**TEXTO SELECIONADO:**
####################

A frase foi desaparecendo, pouco a pouco, antes de Kardec ter tempo de concluir a leitura. Ao acordar, ele trazia uma série de interrogações:

— O que significaria aquela borracha capaz de fazer uma légua em dez minutos? Seria a revelação de alguma nova propriedade desta substância? Ela desempenharia algum papel na locomoção? Querem pôr-nos no caminho de nova descoberta? Mas por que, então, se dirigiram a mim, em vez de a especialistas, com tempo para realizar os estudos e experiências necessários?

As respostas viriam do além. Não através do sumido Espírito da Verdade, mas em nova mensagem assinada pelo médico Demeure:

— O que vistes são encarnados que se ocupam, em diferentes partes do mundo, de invenções destinadas a aperfeiçoar os meios de locomoção. Uns têm pensado na borracha, outros em outras matérias. Mas o que existe de particular neste sonho é que quiseram chamar-vos a atenção, como objeto de estudo psicológico, para a reunião, num mesmo lugar, de espíritos de diferentes homens dedicados ao mesmo fim.

Estas reuniões de trabalho aconteciam com frequência quando os homens deixavam seus corpos, durante o sono, para se encontrar, em espírito, em diferentes pontos do planeta. Ao despertarem depois destas longas confabulações sobre descobertas e invenções em comum, voltavam a desenvolver suas pesquisas, longe uns dos outros.

Kardec revelou seu sonho em reportagem na Revista Espírita.

Premonição?

Não. Para os adversários, mera ignorância. Em 1840, Charles Goodyear já descobrira o processo de vulcanização da borracha; cinco anos depois, os irmãos Michelin patentearam o pneu para automóvel; e, em 1847, Robert Thompson inserira, pela primeira vez, câmaras de ar em pneus de borracha maciça.

Revelação?

Sim, de acordo com os aliados. Afinal, só vinte anos depois deste sonho, a partir de 1888, o pneu passaria a ser fabricado em larga escala na Europa e nos Estados Unidos.

Nem mesmo em sonho Kardec estava livre de polêmicas.

####################

**TAREFAS DO EXERCÍCIO:**
(a) No texto sobre o sonho de Kardec, reescreva de forma mais curta o parágrafo que começa com "Estas reuniões de trabalho", mantendo os fatos principais.
(b) Retome o texto sobre o sonho de Kardec logo depois da última frase e continue a escrita.

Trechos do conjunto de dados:
####################

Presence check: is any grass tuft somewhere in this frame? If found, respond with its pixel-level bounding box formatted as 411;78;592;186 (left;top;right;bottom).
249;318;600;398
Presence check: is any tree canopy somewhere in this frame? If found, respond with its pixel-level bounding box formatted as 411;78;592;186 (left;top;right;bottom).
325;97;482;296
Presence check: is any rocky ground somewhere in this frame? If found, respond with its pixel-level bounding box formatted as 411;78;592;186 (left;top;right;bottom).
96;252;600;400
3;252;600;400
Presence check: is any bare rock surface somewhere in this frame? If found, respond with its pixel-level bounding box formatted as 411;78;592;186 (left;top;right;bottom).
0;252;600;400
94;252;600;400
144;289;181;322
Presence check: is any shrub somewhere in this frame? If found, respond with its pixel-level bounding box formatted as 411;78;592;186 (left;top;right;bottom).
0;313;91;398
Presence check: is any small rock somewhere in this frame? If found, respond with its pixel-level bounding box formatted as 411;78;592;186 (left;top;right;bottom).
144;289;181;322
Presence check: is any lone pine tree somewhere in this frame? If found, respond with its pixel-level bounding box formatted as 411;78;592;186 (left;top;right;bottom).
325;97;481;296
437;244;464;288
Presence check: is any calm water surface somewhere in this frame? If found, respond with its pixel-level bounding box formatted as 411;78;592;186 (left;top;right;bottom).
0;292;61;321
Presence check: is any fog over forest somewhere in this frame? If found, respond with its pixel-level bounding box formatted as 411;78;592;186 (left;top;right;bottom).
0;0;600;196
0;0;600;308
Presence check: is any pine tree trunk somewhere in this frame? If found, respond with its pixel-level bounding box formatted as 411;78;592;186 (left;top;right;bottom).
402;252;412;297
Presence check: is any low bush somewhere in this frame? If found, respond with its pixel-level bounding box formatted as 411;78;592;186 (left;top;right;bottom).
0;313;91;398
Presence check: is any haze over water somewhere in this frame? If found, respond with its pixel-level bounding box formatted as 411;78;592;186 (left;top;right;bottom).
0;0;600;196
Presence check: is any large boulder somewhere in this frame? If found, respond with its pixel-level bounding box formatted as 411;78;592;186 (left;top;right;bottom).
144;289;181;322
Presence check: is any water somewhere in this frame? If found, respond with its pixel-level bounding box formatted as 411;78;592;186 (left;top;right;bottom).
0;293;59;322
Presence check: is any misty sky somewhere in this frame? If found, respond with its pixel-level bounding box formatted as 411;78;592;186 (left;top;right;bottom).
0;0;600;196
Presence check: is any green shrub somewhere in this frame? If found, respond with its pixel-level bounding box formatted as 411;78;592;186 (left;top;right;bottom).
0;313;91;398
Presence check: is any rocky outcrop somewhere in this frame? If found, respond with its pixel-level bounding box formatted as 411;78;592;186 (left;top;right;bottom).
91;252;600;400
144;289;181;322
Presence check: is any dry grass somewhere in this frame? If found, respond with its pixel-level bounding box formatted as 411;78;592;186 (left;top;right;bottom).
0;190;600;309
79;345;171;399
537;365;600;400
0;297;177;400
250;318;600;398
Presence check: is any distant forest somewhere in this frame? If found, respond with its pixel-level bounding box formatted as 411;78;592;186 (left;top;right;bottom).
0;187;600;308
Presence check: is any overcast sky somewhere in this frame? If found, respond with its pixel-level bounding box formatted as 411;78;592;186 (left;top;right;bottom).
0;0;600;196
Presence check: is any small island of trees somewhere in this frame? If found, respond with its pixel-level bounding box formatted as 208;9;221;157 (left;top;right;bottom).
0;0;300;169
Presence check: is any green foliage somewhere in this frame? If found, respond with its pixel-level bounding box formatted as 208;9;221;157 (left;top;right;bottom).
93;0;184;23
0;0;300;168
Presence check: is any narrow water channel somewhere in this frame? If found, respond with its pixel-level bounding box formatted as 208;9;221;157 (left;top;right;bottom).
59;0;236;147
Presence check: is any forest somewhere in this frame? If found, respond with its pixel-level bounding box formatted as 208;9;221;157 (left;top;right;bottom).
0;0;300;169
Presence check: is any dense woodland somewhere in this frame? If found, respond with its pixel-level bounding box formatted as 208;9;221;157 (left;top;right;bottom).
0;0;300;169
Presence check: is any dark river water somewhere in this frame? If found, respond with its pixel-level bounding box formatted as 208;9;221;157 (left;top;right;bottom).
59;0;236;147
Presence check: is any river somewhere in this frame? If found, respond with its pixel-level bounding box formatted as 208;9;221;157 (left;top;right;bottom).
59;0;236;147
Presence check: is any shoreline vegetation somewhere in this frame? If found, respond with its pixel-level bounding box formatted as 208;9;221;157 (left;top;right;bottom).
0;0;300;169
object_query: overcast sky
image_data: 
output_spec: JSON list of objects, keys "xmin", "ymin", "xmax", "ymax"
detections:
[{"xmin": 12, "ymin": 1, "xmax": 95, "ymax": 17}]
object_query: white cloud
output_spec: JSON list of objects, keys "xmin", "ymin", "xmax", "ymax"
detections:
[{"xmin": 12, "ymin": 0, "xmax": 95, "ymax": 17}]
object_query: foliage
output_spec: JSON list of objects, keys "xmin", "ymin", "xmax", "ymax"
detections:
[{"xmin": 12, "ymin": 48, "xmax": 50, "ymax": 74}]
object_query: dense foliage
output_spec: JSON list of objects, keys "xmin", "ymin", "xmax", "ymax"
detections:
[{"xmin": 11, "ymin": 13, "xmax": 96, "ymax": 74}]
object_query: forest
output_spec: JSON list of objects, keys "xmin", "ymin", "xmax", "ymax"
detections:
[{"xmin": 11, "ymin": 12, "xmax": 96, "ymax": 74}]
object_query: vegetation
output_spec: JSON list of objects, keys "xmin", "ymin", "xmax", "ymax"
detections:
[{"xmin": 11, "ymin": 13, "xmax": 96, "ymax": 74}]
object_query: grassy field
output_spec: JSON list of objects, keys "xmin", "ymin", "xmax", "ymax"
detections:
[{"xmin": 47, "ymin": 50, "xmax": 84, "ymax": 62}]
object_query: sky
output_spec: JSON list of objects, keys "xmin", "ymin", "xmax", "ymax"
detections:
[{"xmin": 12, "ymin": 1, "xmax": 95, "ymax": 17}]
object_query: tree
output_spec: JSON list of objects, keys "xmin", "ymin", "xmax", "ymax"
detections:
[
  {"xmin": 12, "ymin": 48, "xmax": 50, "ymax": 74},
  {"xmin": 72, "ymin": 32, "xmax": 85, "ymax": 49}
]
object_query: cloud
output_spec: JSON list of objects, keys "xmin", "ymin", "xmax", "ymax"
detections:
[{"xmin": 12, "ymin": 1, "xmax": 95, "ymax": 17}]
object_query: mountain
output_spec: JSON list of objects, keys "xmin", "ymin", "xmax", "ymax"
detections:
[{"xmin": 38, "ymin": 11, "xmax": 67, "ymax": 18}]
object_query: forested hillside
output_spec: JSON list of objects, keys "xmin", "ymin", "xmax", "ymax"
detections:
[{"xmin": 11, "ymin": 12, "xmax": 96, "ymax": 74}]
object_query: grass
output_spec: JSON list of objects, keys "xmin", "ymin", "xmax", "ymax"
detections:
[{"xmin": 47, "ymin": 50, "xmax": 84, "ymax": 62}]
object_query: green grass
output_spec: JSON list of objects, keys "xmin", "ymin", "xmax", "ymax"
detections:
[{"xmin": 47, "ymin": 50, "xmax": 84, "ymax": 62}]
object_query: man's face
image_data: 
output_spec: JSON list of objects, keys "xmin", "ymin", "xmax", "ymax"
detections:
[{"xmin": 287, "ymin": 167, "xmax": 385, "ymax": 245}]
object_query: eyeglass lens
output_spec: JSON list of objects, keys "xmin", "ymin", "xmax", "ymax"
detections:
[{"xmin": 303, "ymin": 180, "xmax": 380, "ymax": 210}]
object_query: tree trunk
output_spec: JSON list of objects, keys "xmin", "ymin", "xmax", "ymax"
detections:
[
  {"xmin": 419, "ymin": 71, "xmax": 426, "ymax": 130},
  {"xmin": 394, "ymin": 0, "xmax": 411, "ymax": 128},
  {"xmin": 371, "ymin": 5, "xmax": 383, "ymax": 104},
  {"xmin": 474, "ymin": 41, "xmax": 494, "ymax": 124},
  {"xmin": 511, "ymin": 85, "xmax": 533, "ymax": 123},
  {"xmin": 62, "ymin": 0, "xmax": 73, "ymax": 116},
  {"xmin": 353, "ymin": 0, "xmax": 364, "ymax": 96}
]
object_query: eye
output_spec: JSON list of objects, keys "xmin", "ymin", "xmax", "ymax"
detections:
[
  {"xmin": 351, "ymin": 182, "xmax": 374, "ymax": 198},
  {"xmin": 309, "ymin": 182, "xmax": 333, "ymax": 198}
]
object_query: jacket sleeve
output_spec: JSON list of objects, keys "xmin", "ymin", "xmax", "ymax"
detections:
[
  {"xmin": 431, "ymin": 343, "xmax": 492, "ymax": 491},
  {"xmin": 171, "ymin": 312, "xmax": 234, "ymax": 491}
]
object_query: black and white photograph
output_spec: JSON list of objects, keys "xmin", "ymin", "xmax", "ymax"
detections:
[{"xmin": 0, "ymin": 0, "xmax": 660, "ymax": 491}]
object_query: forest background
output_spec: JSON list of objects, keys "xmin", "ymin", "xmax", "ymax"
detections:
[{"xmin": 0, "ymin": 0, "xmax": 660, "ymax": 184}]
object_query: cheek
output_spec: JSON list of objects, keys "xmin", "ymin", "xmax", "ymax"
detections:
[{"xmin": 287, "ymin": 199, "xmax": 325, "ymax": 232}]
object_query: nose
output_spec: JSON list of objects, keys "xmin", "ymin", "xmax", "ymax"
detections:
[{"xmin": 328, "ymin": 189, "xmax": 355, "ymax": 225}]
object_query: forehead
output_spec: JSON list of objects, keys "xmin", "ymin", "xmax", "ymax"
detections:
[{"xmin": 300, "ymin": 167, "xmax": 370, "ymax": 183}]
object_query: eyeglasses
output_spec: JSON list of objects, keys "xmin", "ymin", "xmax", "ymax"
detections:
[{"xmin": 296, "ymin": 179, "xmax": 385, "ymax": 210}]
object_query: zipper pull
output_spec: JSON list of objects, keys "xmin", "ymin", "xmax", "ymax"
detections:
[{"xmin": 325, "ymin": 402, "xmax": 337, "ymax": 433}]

####################

**RESPOSTAS POR TAREFA:**
(a) Durante o sono, os homens muitas vezes deixavam o corpo e se encontravam em espírito, em vários pontos do planeta, para discutir juntos descobertas e invenções. Depois de acordar, cada um voltava às próprias pesquisas, longe dos outros.

(b)
E foi enquanto tentava descansar que leu um novo artigo assinado por um dos principais críticos do espiritismo, Bertram Bechamel, publicado no jornal Office de Publicité, de Bruxelas, em junho de 1866. O jornalista examinara o armário dos irmãos Davenport e assistira a uma de suas exibições no Círculo Artístico e Literário.

As mãos amarradas da dupla, os sons dos violões e pandeiros saídos de dentro do armário, tudo o entediara: “Preparativos demorados, ruído aborrecido, tudo pouco divertido. E nada de espírito, nem no singular nem no plural.”

E foi com esta mesma melancolia que ele leu O livro dos espíritos:

Seu estilo não vale o de Bossuet e, salvo as citações feitas das obras dos homens ilustres, o livro é pesado e, por vezes, comum.

Segundo o jornalista, haveria tanta presença de espíritos na obra de Kardec quanto no armário dos Davenport.

Nem o pseudônimo adotado pelo professor Rivail foi poupado de críticas. De acordo com o colunista, o autor de O curso prático e teórico de aritmética e outras obras didáticas “faria muito melhor” se usasse o nome de batismo.

Kardec reservou tempo para responder ao ataque público e, logo no início, demonstrou estar bem-informado sobre seu adversário:

Permita-me perguntar-te por que assinas teus artigos como Bertram, em vez de Eugène Landois — o que nada depõe contra suas qualidades pessoais, pois sabemos que és o principal organizador da creche da Saint-Josse-Tennoode.

O que importava — apesar de todas as críticas — era a constatação de que, como gostava de repetir, o espiritismo estava no ar e, de vez em quando, arrebatava adversários ferrenhos como o sr. Bertram.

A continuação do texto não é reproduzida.